[Items from a dataset]
== Segment start ==

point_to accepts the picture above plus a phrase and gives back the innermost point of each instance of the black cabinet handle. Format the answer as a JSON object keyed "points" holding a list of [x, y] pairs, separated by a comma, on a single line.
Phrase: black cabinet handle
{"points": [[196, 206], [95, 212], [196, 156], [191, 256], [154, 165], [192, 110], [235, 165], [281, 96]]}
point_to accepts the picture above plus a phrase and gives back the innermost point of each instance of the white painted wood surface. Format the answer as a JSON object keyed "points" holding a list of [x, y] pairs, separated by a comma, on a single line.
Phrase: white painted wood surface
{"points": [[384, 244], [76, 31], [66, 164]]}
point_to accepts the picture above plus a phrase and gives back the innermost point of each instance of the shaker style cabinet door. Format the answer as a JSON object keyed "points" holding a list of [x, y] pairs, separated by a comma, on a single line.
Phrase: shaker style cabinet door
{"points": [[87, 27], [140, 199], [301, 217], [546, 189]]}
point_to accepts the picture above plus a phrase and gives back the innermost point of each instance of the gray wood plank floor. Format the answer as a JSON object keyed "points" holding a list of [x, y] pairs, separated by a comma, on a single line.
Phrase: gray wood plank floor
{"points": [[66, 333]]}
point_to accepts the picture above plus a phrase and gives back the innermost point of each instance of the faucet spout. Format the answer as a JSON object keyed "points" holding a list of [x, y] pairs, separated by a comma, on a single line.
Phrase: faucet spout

== Segment end ==

From the records above, return each line that has the string "spout".

# [Solution below]
point_to accepts the picture above plus a phrase and gives back the innermost point of each instance of the faucet spout. Format the answer as a JSON object keyed "points" holding a list of [x, y] pairs, separated by a comma, on a single line.
Phrase: faucet spout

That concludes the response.